- [Contour annotation records]:
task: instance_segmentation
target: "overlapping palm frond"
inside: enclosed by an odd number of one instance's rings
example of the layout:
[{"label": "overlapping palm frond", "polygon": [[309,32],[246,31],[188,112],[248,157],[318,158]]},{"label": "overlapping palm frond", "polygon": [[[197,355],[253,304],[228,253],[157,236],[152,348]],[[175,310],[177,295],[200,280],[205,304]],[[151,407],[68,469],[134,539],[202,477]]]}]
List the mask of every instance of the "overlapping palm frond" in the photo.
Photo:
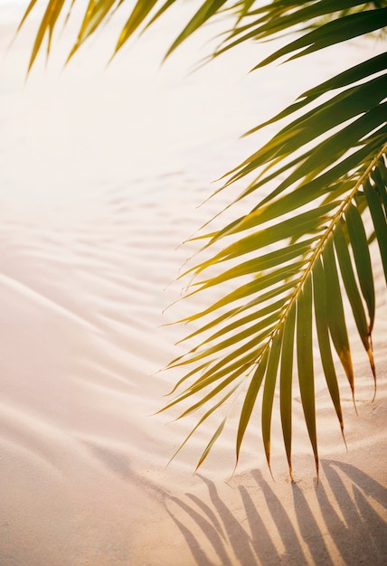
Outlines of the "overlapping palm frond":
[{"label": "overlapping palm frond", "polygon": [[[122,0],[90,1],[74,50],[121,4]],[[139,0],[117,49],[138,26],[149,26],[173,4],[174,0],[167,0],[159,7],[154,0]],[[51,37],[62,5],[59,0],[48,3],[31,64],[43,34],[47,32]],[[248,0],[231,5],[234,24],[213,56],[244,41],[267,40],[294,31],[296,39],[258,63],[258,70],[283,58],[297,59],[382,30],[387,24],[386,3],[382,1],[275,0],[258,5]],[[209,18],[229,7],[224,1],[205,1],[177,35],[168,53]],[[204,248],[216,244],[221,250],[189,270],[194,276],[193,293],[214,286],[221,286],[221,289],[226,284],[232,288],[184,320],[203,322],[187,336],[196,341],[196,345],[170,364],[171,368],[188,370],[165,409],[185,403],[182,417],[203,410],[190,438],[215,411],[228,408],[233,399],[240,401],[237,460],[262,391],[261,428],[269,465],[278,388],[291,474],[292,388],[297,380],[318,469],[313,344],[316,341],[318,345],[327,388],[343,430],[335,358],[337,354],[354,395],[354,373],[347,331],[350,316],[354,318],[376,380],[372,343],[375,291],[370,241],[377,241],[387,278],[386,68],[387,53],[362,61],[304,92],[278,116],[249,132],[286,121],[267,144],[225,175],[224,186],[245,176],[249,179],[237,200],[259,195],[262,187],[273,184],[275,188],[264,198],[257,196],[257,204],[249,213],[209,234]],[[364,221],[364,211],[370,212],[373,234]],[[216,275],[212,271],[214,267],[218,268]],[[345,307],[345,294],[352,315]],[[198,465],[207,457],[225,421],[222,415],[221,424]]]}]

- [TASK DIRECTIONS]:
Reproduce every line of the records above word for word, leaving out the pictures.

- [EXPECTED ANSWER]:
task: instance_segmentation
target: "overlapping palm frond"
inside: enclosed by an odd number of one instance's rings
example of the layout:
[{"label": "overlapping palm frond", "polygon": [[309,32],[246,31],[188,112],[248,157],[318,158]]},{"label": "overlapping palm frond", "polygon": [[[197,355],[253,304],[228,253],[157,236],[152,348]],[[175,310],[177,295],[200,280],[205,304]],[[151,407],[68,469],[134,539],[202,477]]]}]
List the mask of every instance of the "overlapping palm frond" in the photo.
Photo:
Outlines of the "overlapping palm frond":
[{"label": "overlapping palm frond", "polygon": [[[122,0],[90,1],[74,50],[121,4]],[[139,0],[117,49],[138,26],[149,26],[173,4],[174,0],[167,0],[159,7],[154,0]],[[51,37],[62,5],[59,0],[48,3],[31,64],[43,34],[47,32]],[[248,0],[231,5],[234,24],[213,56],[244,41],[267,40],[294,31],[296,39],[258,63],[258,70],[283,58],[297,59],[382,30],[387,24],[386,3],[382,1],[275,0],[258,5]],[[209,18],[229,7],[224,1],[205,1],[177,35],[168,53]],[[204,248],[216,244],[221,250],[189,270],[194,276],[193,293],[214,286],[221,286],[221,289],[226,284],[232,288],[184,320],[203,322],[187,336],[196,341],[196,345],[170,364],[171,368],[188,370],[165,409],[185,403],[182,417],[203,410],[190,438],[215,411],[228,408],[233,399],[240,401],[237,460],[262,391],[261,428],[269,465],[278,388],[291,474],[292,388],[297,380],[318,469],[313,344],[316,341],[318,345],[327,388],[343,430],[335,358],[337,354],[354,395],[354,373],[347,331],[350,316],[354,318],[376,380],[372,343],[375,291],[370,241],[377,241],[387,278],[386,68],[387,53],[362,61],[304,92],[278,116],[249,132],[286,121],[267,144],[225,175],[224,186],[245,176],[249,179],[237,200],[259,195],[262,187],[273,184],[275,188],[264,198],[257,196],[257,204],[249,213],[209,234]],[[364,221],[364,211],[370,212],[373,234]],[[216,275],[212,271],[214,267],[218,268]],[[345,307],[345,294],[352,315]],[[198,465],[207,457],[225,421],[222,415],[221,424]]]}]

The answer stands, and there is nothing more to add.